▸ Directions
Each entry is to be restated word for word, with nothing omitted.

══ Provided data

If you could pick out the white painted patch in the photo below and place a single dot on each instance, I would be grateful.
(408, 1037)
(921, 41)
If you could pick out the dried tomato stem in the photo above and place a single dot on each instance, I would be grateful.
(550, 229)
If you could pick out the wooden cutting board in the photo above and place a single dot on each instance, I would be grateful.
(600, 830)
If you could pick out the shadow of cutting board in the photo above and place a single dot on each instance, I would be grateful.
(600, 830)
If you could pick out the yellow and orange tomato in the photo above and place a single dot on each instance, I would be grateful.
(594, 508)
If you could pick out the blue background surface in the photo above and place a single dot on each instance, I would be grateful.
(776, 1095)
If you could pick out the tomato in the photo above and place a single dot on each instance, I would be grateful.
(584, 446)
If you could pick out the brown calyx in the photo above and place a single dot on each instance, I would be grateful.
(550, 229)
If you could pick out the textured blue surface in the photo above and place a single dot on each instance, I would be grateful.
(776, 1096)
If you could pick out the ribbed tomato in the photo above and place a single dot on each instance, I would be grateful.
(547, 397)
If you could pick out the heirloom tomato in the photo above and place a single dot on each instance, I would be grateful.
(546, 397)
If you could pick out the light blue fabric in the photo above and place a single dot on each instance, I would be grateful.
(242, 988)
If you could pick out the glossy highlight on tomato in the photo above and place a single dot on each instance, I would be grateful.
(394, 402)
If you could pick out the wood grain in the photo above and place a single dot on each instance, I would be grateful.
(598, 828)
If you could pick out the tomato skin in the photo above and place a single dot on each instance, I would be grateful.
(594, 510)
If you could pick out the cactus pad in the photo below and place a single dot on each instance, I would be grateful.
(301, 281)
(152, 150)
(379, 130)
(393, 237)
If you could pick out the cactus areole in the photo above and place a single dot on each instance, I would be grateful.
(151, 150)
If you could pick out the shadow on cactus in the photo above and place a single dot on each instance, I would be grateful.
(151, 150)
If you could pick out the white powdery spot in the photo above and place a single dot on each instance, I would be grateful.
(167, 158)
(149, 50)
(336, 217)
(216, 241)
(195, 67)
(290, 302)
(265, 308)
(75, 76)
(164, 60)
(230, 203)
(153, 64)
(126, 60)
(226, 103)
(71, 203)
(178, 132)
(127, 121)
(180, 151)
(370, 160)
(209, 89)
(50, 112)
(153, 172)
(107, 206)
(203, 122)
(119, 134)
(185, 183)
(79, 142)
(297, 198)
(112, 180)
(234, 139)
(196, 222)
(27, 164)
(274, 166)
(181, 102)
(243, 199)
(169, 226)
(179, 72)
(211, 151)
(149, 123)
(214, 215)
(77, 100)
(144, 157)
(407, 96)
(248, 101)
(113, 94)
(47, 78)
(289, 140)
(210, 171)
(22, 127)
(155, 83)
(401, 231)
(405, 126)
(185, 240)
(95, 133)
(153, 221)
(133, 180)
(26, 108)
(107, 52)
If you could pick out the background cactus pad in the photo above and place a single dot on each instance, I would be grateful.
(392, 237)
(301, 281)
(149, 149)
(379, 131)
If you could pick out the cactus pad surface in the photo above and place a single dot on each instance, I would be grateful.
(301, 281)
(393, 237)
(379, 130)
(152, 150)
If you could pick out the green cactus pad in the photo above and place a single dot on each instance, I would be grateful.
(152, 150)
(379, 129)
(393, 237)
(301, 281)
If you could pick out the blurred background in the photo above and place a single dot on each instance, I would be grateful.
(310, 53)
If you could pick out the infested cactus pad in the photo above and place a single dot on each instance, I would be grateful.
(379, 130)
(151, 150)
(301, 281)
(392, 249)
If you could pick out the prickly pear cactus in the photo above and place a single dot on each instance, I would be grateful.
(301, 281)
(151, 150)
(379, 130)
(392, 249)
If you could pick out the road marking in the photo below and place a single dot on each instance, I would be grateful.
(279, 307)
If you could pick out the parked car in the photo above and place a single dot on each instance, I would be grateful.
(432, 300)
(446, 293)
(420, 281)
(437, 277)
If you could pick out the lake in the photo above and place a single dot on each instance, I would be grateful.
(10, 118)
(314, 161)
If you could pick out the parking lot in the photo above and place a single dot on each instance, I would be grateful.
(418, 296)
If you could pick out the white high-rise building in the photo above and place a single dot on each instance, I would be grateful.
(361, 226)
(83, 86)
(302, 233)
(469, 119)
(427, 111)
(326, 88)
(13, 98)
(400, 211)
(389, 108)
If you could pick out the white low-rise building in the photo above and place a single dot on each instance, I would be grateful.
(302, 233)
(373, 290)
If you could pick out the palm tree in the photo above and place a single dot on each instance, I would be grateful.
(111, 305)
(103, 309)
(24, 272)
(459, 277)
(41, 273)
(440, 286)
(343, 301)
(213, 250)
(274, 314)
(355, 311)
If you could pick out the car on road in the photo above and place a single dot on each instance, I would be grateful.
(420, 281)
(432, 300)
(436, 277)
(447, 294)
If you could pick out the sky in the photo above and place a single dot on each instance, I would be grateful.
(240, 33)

════

▸ Reply
If you could pick out the white painted patch in the photo below and place a single dot on each instance, I would be grateful.
(408, 1037)
(921, 41)
If you could pick out the dried tomato stem in the photo above and place a single dot on each instance, I would be grateful.
(550, 229)
If you could pick out the wooden cutting board in the photo above and place a single dot on each instance, I would be grateful.
(600, 830)
If you could pick out the shadow of cutting board in the photo above and place a single dot on each instance, I would be grateful.
(600, 830)
If you could pick out the yellow and orange tomato in the photo above and place a single dot on each instance, I would be grateful.
(594, 508)
If you could pick out the blue background surface in the photo above and place a single dot on each instance, I would be grateful.
(776, 1095)
If you could pick out the tomato in the photo above and place a single dot on each instance, I would be grateful.
(584, 446)
If you could pick out the brown calyx in the photo above and place a single dot on each instance, I would be grateful.
(550, 229)
If you could pick out the textured blue surface in the photo above and place a single dot on each instance, I would be grateful.
(776, 1096)
If you could pick out the ribbed tomato in the photo above and place a single dot on each instance, I would be grateful.
(547, 397)
If you could pick out the heirloom tomato in the photo above and place a single dot on each instance, I would be grateful.
(546, 397)
If you could pick out the light blue fabric in the photo above and place a single dot on each instance, I would be grateful.
(242, 988)
If you could pick out the glossy highlight on tomato in the photo above and place a single dot on each instance, I would be grateful.
(394, 402)
If you could pick out the wood grain in the photo above and place a single dot on each instance, I would be grateful.
(598, 828)
If you could pick out the tomato skin in the photo above and place a single dot on each instance, I would be grateful.
(594, 510)
If you could pick out the cactus pad in the photo below and place a single dot on each instance, I would be grateful.
(301, 281)
(152, 150)
(379, 130)
(393, 237)
If you could pick out the cactus areole in the photo above and place a single dot on each instance, I would be grateful.
(151, 150)
If you could pick out the shadow on cactus in the photo above and place a single dot on each instance, I would be grateful.
(151, 150)
If you could pick out the white powdery spot in the photo above and place a single dot on each instance, I would be grateful.
(167, 158)
(149, 50)
(336, 217)
(216, 241)
(195, 67)
(290, 302)
(265, 308)
(75, 76)
(164, 60)
(230, 203)
(153, 64)
(126, 60)
(226, 103)
(71, 203)
(178, 132)
(127, 121)
(180, 151)
(370, 160)
(209, 89)
(50, 112)
(153, 172)
(107, 206)
(203, 122)
(119, 134)
(185, 183)
(79, 142)
(297, 198)
(112, 180)
(234, 139)
(196, 222)
(27, 164)
(274, 166)
(181, 102)
(243, 199)
(169, 226)
(179, 72)
(211, 151)
(149, 123)
(214, 215)
(77, 100)
(144, 157)
(407, 96)
(248, 101)
(113, 94)
(47, 78)
(289, 140)
(210, 171)
(22, 127)
(155, 83)
(401, 231)
(405, 126)
(185, 240)
(95, 133)
(153, 221)
(133, 180)
(26, 108)
(107, 52)
If you could pick out the background cactus pad in the photo above and place a single dot on each instance, I would be grateful.
(392, 237)
(301, 281)
(149, 149)
(379, 131)
If you could pick out the cactus pad surface in the photo above and place a single dot on each instance, I would be grateful.
(301, 281)
(393, 237)
(379, 130)
(152, 150)
If you could pick out the green cactus pad in the photo above and place a single dot on each instance, I would be grateful.
(152, 150)
(379, 129)
(393, 237)
(301, 281)
If you could pick out the blurred background in the photo above and place a single dot on each instance, I would be grateful.
(310, 53)
If you could pick out the infested cactus pad in the photo above and place a single dot on each instance, I would be grateful.
(379, 130)
(151, 150)
(301, 281)
(392, 249)
If you could pick out the prickly pear cactus in the photo above and place a single dot on each instance, I would be grateful.
(301, 281)
(151, 150)
(379, 130)
(392, 249)
If you could pick out the road marking in the photo below and place a single dot on each instance, I would be grateful.
(279, 307)
If you could pick out the parked car in the photo above and place a single dot on each instance, I would be grateful.
(432, 300)
(446, 293)
(420, 281)
(437, 277)
If you could pick out the lake in the photo above and place a single dot on each instance, I would be grateful.
(10, 118)
(314, 161)
If you could pick out the parking lot in the photo above and place a single dot on each instance, I would be grateful.
(418, 296)
If you could pick out the white high-rise building in the photo above and place a single dot on each instance, I would be grateful.
(361, 226)
(83, 86)
(302, 233)
(469, 119)
(427, 111)
(326, 88)
(13, 98)
(400, 211)
(389, 108)
If you could pick out the white low-rise building in the photo above and place a single dot on each instance, I would be grateful.
(302, 233)
(373, 290)
If you could pick out the palm tree in the photo above and place a single dot on each instance, I would be grateful.
(111, 305)
(103, 309)
(24, 272)
(459, 277)
(41, 273)
(440, 286)
(343, 301)
(213, 250)
(274, 314)
(355, 311)
If you could pick out the car on road in the photo above and place a single dot on each instance, I would be grateful.
(420, 281)
(432, 300)
(436, 277)
(447, 294)
If you could pick out the sky in the photo above and place a single dot on each instance, I would be grateful.
(240, 33)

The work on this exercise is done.